Do this.
Render every line of the listing below as a JSON array of strings, with one string per line and blank lines omitted.

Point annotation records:
-=-=-

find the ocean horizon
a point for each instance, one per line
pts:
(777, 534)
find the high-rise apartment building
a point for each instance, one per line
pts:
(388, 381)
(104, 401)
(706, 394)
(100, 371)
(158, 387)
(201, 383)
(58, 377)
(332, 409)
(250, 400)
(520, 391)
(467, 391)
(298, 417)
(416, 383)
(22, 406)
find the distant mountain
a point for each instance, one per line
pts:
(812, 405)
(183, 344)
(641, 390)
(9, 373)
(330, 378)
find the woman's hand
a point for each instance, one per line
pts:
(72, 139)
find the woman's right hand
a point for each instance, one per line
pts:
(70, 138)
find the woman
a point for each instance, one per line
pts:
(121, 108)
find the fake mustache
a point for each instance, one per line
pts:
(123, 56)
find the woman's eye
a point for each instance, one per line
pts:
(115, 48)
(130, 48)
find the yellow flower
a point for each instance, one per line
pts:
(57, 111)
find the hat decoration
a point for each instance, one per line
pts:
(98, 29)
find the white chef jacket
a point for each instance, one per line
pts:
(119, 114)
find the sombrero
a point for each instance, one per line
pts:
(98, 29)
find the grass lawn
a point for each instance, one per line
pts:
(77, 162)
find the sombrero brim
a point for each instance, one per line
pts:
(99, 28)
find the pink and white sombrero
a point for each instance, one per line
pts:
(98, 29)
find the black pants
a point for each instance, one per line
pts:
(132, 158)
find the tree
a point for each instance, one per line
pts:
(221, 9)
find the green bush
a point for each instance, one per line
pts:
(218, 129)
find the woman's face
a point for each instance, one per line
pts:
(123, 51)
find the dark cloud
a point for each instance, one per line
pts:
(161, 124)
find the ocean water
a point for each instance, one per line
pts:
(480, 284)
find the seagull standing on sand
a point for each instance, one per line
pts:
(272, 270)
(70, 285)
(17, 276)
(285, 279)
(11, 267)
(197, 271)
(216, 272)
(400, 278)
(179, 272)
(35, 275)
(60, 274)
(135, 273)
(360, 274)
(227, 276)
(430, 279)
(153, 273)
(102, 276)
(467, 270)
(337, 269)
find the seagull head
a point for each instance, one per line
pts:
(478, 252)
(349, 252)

-=-=-

In response.
[
  "find the ocean horizon",
  "a point for each instance, one per line",
  "pts:",
  "(777, 534)",
  "find the high-rise apartment building",
  "a point for each instance, one per line",
  "pts:",
  "(388, 381)",
  "(104, 401)",
  "(706, 394)",
  "(100, 371)",
  "(158, 387)",
  "(201, 383)",
  "(58, 377)",
  "(332, 409)",
  "(250, 400)",
  "(520, 391)",
  "(467, 391)",
  "(298, 417)",
  "(416, 383)",
  "(22, 406)",
  "find the distant mountain",
  "a point for each instance, one per line",
  "pts:",
  "(812, 405)",
  "(183, 344)",
  "(641, 390)",
  "(9, 373)",
  "(330, 378)",
  "find the woman's hand",
  "a point for each instance, one per line",
  "pts:",
  "(72, 139)",
  "find the woman's right hand",
  "a point for each instance, one per line",
  "pts:",
  "(70, 138)",
  "find the woman",
  "a point for each instance, one per line",
  "pts:",
  "(121, 108)",
  "find the fake mustache",
  "a point for each instance, one per line",
  "pts:",
  "(123, 56)",
  "find the woman's eye",
  "a point for each instance, one per line",
  "pts:",
  "(115, 48)",
  "(130, 48)",
  "find the yellow flower",
  "a point for each instance, one per line",
  "pts:",
  "(57, 111)",
  "find the hat decoration",
  "a point for each instance, one per line",
  "pts:",
  "(98, 29)",
  "find the white chef jacket",
  "a point for each instance, one per line",
  "pts:",
  "(119, 114)",
  "find the sombrero",
  "a point for each instance, one per line",
  "pts:",
  "(98, 29)",
  "find the grass lawn",
  "a point for each instance, one per line",
  "pts:",
  "(77, 162)",
  "find the sombrero brim",
  "a point for each instance, one per line",
  "pts:",
  "(99, 28)",
  "find the pink and white sombrero",
  "a point for each instance, one per line",
  "pts:",
  "(98, 29)",
  "find the black pants",
  "a point for each instance, one per line",
  "pts:",
  "(132, 158)",
  "find the tree",
  "a point for each instance, one per line",
  "pts:",
  "(221, 9)",
  "find the green bush",
  "a point for each instance, one per line",
  "pts:",
  "(218, 129)",
  "find the woman's face",
  "a point for each instance, one per line",
  "pts:",
  "(123, 51)",
  "find the dark cloud",
  "a point for each instance, one per line",
  "pts:",
  "(161, 124)",
  "find the ocean water",
  "a point for each instance, one per line",
  "pts:",
  "(480, 284)",
  "find the seagull standing on sand",
  "a point for each instance, one per line",
  "pts:",
  "(272, 270)",
  "(70, 285)",
  "(17, 276)",
  "(285, 279)",
  "(11, 267)",
  "(197, 271)",
  "(216, 272)",
  "(400, 278)",
  "(179, 272)",
  "(35, 275)",
  "(60, 274)",
  "(135, 273)",
  "(360, 274)",
  "(227, 276)",
  "(430, 279)",
  "(153, 273)",
  "(102, 276)",
  "(467, 270)",
  "(337, 269)",
  "find the seagull head",
  "a point for each instance, one per line",
  "pts:",
  "(478, 252)",
  "(349, 252)"
]